◆ **INPUT RECORDS**:
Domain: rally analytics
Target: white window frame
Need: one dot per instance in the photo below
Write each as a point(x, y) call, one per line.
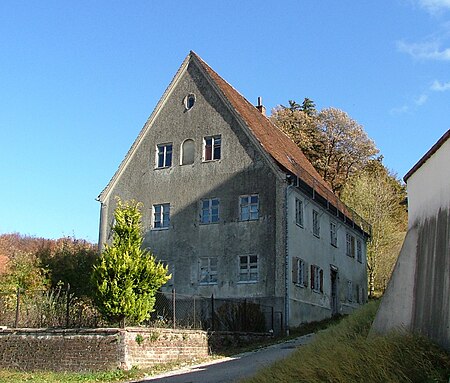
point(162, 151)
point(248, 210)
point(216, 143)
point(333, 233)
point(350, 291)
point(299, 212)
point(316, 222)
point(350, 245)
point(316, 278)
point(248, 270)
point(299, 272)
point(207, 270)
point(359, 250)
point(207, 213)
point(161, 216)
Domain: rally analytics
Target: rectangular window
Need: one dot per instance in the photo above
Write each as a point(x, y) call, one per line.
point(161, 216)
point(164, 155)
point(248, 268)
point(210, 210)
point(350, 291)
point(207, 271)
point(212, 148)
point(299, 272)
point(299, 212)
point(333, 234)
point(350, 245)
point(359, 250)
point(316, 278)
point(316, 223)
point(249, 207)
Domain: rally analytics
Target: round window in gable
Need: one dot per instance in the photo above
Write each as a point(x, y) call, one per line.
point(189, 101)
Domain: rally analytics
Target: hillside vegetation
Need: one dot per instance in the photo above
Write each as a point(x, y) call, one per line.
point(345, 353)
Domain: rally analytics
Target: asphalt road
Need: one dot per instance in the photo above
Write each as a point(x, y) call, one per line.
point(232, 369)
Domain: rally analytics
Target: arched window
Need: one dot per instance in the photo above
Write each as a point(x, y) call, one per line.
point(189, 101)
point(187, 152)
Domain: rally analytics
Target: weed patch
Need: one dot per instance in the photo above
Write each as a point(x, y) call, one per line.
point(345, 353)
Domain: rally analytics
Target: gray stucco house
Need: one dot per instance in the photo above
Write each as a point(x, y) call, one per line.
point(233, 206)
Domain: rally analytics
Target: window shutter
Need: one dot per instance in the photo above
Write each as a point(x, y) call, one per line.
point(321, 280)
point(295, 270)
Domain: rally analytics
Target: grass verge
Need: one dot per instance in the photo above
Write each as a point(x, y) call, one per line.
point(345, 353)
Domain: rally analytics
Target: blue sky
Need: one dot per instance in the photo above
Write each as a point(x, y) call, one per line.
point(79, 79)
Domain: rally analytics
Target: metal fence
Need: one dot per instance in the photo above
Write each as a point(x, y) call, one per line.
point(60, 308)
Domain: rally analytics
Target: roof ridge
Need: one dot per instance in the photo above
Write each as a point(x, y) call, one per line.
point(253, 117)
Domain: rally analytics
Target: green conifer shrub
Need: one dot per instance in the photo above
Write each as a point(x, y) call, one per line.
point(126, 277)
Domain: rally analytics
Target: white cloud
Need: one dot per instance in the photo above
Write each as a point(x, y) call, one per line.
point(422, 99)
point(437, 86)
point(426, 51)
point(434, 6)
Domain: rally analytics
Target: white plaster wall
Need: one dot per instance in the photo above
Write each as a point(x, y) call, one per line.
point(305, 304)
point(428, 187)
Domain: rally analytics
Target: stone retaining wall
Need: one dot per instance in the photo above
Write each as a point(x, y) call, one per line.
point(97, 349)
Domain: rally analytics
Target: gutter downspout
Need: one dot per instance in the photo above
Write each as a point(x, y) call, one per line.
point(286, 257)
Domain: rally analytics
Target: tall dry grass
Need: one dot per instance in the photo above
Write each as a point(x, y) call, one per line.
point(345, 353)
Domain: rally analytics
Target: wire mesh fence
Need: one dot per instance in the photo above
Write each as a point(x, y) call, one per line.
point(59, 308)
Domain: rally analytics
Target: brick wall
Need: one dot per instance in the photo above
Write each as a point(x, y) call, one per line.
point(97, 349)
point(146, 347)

...

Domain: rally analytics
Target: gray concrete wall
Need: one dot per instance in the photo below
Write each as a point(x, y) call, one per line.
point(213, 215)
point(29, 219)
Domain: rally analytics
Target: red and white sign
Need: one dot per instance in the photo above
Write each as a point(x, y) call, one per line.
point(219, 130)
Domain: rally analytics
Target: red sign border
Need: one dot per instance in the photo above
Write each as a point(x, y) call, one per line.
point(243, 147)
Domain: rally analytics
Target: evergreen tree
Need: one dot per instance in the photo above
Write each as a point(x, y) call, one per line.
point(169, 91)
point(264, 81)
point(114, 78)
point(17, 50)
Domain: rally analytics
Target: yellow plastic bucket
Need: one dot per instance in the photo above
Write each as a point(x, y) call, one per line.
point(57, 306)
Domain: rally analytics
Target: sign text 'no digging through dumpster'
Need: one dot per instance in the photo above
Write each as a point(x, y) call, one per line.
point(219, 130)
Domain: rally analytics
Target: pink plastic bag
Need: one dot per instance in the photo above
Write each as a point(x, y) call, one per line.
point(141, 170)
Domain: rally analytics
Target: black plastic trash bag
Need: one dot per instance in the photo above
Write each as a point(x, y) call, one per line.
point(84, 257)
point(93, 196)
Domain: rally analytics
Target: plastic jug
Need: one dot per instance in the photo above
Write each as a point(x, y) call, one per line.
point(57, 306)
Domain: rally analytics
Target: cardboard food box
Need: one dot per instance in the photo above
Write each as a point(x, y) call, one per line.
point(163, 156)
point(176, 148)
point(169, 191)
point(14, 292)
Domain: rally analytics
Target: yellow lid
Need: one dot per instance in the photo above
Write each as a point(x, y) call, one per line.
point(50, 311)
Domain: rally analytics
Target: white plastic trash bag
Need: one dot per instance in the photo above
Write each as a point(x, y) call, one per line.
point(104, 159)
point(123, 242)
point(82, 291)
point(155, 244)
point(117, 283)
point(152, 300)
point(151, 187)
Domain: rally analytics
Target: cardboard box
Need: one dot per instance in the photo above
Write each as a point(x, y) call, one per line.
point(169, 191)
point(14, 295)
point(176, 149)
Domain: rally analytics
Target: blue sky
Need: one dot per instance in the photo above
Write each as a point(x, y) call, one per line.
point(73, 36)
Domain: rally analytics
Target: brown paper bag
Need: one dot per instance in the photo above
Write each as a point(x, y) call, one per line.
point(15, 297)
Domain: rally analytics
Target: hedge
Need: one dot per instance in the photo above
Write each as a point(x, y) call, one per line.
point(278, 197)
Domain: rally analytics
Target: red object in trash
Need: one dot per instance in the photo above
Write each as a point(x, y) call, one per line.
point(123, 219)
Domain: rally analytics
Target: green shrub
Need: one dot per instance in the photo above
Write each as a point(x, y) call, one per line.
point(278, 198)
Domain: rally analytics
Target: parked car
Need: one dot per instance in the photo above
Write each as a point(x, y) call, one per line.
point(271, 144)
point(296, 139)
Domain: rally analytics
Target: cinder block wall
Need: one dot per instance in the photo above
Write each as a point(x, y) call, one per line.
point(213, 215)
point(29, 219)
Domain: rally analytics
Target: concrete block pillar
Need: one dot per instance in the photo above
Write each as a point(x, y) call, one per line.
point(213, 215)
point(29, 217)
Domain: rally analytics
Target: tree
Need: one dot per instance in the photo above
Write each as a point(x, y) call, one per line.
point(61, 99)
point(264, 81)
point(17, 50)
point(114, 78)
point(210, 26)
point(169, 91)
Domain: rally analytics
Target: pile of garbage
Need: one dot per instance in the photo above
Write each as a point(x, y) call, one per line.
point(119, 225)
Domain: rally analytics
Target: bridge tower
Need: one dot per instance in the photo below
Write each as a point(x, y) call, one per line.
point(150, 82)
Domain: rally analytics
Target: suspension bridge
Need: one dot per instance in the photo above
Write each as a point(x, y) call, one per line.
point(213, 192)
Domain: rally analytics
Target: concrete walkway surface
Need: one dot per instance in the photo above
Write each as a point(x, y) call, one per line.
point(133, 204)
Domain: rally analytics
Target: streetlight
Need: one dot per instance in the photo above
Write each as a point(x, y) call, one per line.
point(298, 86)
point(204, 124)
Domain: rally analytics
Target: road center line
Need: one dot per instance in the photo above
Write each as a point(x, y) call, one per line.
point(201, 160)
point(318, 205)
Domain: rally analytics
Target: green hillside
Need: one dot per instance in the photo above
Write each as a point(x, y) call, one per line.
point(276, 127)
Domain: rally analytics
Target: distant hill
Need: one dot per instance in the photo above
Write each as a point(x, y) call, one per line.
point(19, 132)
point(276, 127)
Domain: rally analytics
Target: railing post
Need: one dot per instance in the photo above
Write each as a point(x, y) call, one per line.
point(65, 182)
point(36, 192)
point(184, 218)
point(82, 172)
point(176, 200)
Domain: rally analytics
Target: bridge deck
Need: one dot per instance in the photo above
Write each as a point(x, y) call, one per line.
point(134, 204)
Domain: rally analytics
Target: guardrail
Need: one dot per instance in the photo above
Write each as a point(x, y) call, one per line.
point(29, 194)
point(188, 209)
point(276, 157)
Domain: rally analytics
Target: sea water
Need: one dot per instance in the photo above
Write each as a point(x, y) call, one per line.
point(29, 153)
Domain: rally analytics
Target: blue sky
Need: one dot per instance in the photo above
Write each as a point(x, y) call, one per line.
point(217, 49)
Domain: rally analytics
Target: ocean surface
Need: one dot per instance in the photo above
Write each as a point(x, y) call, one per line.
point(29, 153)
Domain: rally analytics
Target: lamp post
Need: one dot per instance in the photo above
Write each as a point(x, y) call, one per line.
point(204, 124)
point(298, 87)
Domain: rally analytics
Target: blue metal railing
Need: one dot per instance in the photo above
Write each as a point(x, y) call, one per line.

◆ **STATED PROBLEM**: Tally the lines in the items above that contain the string "road", and give only that number.

◆ **RESULT OF THE EXERCISE**: 2